→ Goal:
Revise the material below so that each "Drop one marker" reads "Place a single point", keeping every other word and line as it is. Omit the pictures from your version.
※ ※ ※
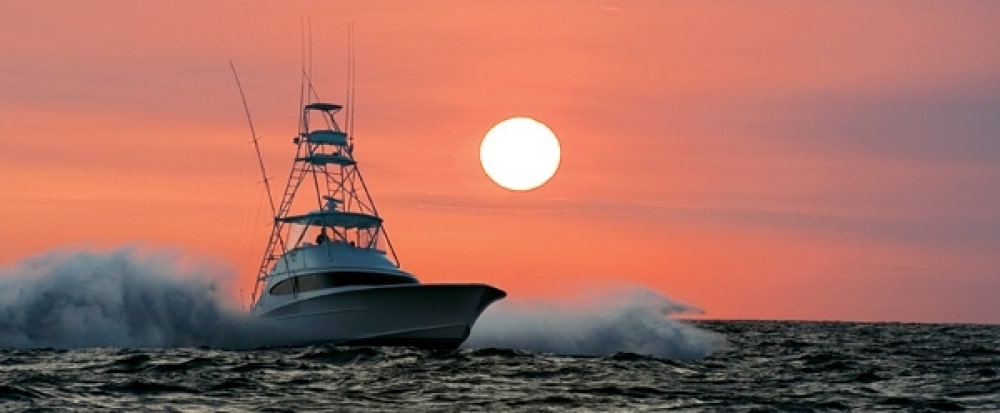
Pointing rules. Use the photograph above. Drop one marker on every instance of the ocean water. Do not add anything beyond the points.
(782, 366)
(150, 331)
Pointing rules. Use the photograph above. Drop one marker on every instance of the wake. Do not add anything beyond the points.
(133, 298)
(634, 320)
(121, 298)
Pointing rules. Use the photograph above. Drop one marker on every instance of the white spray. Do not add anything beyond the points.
(633, 320)
(121, 298)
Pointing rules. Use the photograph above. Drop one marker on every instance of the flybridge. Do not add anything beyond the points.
(324, 192)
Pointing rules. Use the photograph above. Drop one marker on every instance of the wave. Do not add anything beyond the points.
(624, 320)
(122, 298)
(130, 297)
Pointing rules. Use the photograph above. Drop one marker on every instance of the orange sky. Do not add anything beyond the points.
(782, 160)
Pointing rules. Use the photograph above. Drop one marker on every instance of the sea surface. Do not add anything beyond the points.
(762, 366)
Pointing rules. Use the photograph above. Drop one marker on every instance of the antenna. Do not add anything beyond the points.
(256, 142)
(349, 100)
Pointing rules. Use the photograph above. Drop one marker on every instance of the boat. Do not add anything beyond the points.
(329, 273)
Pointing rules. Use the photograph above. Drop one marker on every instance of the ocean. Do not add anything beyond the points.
(151, 331)
(764, 366)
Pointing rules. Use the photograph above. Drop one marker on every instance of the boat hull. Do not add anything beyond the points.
(421, 315)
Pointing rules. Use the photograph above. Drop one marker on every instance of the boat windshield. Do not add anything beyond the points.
(312, 282)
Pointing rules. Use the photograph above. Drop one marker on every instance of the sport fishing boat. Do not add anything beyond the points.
(329, 272)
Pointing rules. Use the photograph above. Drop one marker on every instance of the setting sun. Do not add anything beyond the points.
(520, 154)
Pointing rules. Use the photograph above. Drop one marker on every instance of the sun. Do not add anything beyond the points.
(520, 154)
※ ※ ※
→ Problem solution:
Pointing rules. Use the photograph above. Place a single point on every instance of the ocean water. Do not add anything beyond the points.
(782, 366)
(150, 331)
Pointing rules. Use the photograph above. Place a single point on every instance of the wake. Do not add anything beyond the points.
(133, 298)
(634, 320)
(121, 298)
Pointing rules. Use the photograph above. Place a single point on every instance of the white spray. Do not add anything beyond the points.
(633, 320)
(121, 298)
Pointing rules. Use the photograph above. Place a single point on every instance of the flybridge. Do not add anything beyond the points.
(324, 192)
Pointing rules. Use the photograph above. Place a single point on every instance of the wave. Do not add anything beyond the points.
(624, 320)
(122, 298)
(130, 297)
Pointing rules. Use the photograph above. Place a single point on every instance of the orange sky. Do not add anything beyond the points.
(782, 160)
Pointing rules. Use the photograph above. Place a single point on every instance of the sea surface. Do not add anything beyond the points.
(762, 366)
Pointing rules. Use the photograph above. Place a single point on every instance of the antenna. Do not add anything beyond the points.
(256, 142)
(349, 100)
Pointing rules. Use the photograph above. Place a single point on every instance of the boat. Do not add anything beyond the points.
(329, 273)
Pointing rules. Use the photograph above. Place a single point on every instance of the ocean. Do not add anything beyond the points.
(151, 331)
(764, 366)
Pointing rules. Use the photograph above. Place a single point on every instance of the boat hull. Do not add anything beyond the points.
(421, 315)
Pointing rules. Use the photograph above. Place a single point on every instance of the boat windshield. Do not add anything beyond the points.
(312, 282)
Pointing rules. Use the photograph above. Place a single point on every instance of the sport fishing boat. Do not add anything beyond the points.
(329, 272)
Pointing rules. Use the photograph above. Place a single point on every instance of the setting sun. Do not add anything beyond the points.
(520, 154)
Pointing rules. Use the photograph above. Place a single point on every instance of the sun. Do not add anything beyond the points.
(520, 154)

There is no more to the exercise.